_Фрагмент страницы:_
Каркают вороны на черных сучьях

Жить хочется - выходит в парк

Неловок и робок - хотел услужить

Днем – нормальный человек

Бываетчто находят и в парадном

Ковер на третьем выбивают

Чья сумка? Подозрительный пакет.

 

Выбрав конечную рифму, и в большой степени отказавшись от других способов размещения рифмы в стихе, традиционная поэзия оставила вне этой магистральной линии такие возможности маркировки строк, как выделение их начальных отрезков – начальные рифмы.

Такие рифмовки остались в области экспериментальной поэзии, развивавшейся в русской литературе в начале ХХ века. Например, З.Гиппиус принадлежит стихотворение, в котором рифмуются только начала строк:

Верили

мы в неверное,

Мерили

мир любовию,

Падали

в смерть без ропота,

Радо ли

сердце Божие?

Зори

встают последние,

Горе

земли не изжито,

Сети

крепки, искусные,

Дети

земли опутаны.

Наша

мольба не услышана,

Чаша

еще не выпита.

Сети

невинных спутали,

Дети

земли обмануты…

Падали,

вечно падаем…

Радо ли

сердце Божие?

(1910/1914)

Сдвиг рифмы от правого края строки В.Брюсов называл «левизной рифмы». В одном из его стихотворений рифмуются предпоследние слова стиха:

Усни, белоснежное поле!

Замри, безмятежное сердце!

Над мигом восходит бесстрастье!

Как месяц, наводит сиянье

На грезы о нежащей страсти,

На память о режущей ласке…

Конец. Отзвучали лобзанья.

В душе ни печали, ни счастья…

Так спят безответные дали,

Молчат безответные травы,

Одеты холодным покровом,

Под синим, бесплотным сияньем.

Спи, спи, белоснежное поле!

Умри, безнадежное сердце!

(1914)

_Условия упражнения:_
A – Обновите записи от самого начала до строки с «POLYGON ((199 92, 232» включительно, заменив «whole pixels» на «integer pixels» и сохранив всё остальное без изменений. Изображения в ответ не включайте.
B – Напишите продолжение текста о расположении рифмы в стихе.
Текст и записи получены из разных источников.

_Записи для упражнения:_
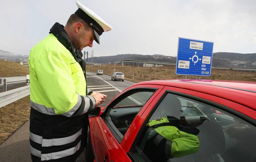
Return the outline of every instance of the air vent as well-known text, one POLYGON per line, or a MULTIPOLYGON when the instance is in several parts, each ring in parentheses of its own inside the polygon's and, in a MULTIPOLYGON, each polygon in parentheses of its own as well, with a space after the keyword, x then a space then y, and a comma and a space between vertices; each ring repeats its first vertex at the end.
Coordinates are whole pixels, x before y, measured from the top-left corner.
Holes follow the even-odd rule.
POLYGON ((125 120, 120 120, 116 121, 116 126, 119 127, 125 127, 125 120))
POLYGON ((206 117, 204 116, 200 116, 200 123, 203 123, 206 119, 206 117))

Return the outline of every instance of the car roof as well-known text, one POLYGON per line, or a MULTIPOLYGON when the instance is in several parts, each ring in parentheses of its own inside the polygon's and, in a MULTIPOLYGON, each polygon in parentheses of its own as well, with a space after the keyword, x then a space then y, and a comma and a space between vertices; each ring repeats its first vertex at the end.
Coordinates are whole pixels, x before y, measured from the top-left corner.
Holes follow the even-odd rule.
POLYGON ((199 92, 232 101, 256 110, 256 82, 180 79, 145 81, 135 85, 153 84, 177 87, 199 92))

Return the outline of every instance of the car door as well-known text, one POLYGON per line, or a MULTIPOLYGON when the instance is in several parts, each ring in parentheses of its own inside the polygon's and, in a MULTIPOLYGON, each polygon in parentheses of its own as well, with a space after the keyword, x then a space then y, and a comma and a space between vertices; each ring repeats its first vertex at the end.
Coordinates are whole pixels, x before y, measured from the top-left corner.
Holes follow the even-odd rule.
POLYGON ((141 85, 128 89, 109 103, 100 116, 95 118, 91 129, 96 161, 120 161, 120 158, 122 161, 130 161, 123 145, 139 118, 136 117, 150 105, 164 87, 151 86, 141 85), (119 158, 116 159, 117 156, 119 158))
POLYGON ((217 96, 183 89, 165 87, 159 94, 162 95, 148 110, 150 112, 142 116, 146 119, 130 144, 128 154, 132 161, 256 159, 255 121, 232 108, 240 107, 253 114, 255 111, 217 96), (209 117, 216 112, 233 120, 226 125, 220 124, 209 117))

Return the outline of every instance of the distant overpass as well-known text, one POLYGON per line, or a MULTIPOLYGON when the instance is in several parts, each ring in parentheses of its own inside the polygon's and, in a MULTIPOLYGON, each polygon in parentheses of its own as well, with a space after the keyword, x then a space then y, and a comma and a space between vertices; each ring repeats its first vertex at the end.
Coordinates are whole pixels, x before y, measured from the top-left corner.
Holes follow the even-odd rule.
POLYGON ((123 66, 125 62, 131 62, 134 64, 135 63, 142 63, 143 64, 151 64, 155 65, 175 65, 175 63, 169 63, 168 62, 156 62, 156 61, 143 61, 142 60, 129 60, 125 59, 122 62, 122 66, 123 66))
MULTIPOLYGON (((142 60, 129 60, 125 59, 122 62, 122 66, 123 66, 124 62, 131 62, 135 63, 142 63, 143 64, 152 64, 162 65, 176 65, 176 63, 169 63, 167 62, 156 62, 155 61, 143 61, 142 60)), ((242 68, 233 68, 228 67, 212 67, 212 69, 219 70, 229 70, 234 71, 239 71, 244 72, 256 72, 256 69, 244 69, 242 68)))

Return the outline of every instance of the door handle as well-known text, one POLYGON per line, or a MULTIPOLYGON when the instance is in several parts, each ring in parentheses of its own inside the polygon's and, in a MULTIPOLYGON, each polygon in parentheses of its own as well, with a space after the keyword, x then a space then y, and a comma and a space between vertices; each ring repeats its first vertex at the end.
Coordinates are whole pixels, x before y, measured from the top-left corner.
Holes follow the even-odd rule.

_Ответы к упражнению:_
A –
Return the outline of every instance of the air vent as well-known text, one POLYGON per line, or a MULTIPOLYGON when the instance is in several parts, each ring in parentheses of its own inside the polygon's and, in a MULTIPOLYGON, each polygon in parentheses of its own as well, with a space after the keyword, x then a space then y, and a comma and a space between vertices; each ring repeats its first vertex at the end.
Coordinates are integer pixels, x before y, measured from the top-left corner.
Holes follow the even-odd rule.
POLYGON ((125 120, 120 120, 116 121, 116 126, 119 127, 125 127, 125 120))
POLYGON ((206 117, 204 116, 200 116, 200 123, 203 123, 206 119, 206 117))

Return the outline of every instance of the car roof as well-known text, one POLYGON per line, or a MULTIPOLYGON when the instance is in several parts, each ring in parentheses of its own inside the polygon's and, in a MULTIPOLYGON, each polygon in parentheses of its own as well, with a space after the keyword, x then a space then y, and a comma and a space between vertices; each ring repeats its first vertex at the end.
Coordinates are integer pixels, x before y, measured from the top-left corner.
Holes follow the even-odd rule.
POLYGON ((199 92, 232 101, 256 110, 256 82, 180 79, 145 81, 135 85, 153 84, 177 87, 199 92))

B –
Еще более связаны звуки стихов в панторифмах, или панторимах, или голоримах, «везде»-рифмах. Эти формы родились также у Великих риториков.

Панторим – довольно распространенное явление в поэзии. Его понимают как парные созвучия всех слов или всех слогов в двустишии.

Параллелизм может быть фонетически неточным, скорее семантическим, и тем самым восходящим к античному гомеотелевту, как, например, в русских народных песнях:

Наедались они да было досыти,

Напивались они да было допьяна,

Стали тут богатыри отдых держать,

Спали тут богатыри трое сутки,

…Улетали все птички за облаки,

Убегали все звери за темные леса.

 

В русских стихотворениях XVII века панторимы появляются снова как гомеотелевтические множественные созвучия в стихе, выверенные ритмически и семантически, как у Димитрия Ростоцкого:

Несть греха, его же аз не сотворих блудный,

Несть скверны, ея же аз не сотворих студный…

 

Позже панторимы, как и гомеотелевты, потеряли торжественное и прибрели комическое звучание:

В «Вене» две девицы.

Veni, vidi, vici»

(П.Потемкин)

или переместились в детскую и игровую поэзию (цит. по: Береговская Э., Верже Ж.-М. Занятная риторика. М.: Языки русской культуры, 2002. С.62):

Le Dresseur d’animaux marins se fache

Ce cachalot

Se cache a l’eau.

Cetace, paraissez,

C’est assez paresser!

(Lucienne Desnoues)

(Дрессировщик морских животных сердится. Этот кашалот / Прячется в воде. / Кит, появляйся / Хватит лениться!, фр.)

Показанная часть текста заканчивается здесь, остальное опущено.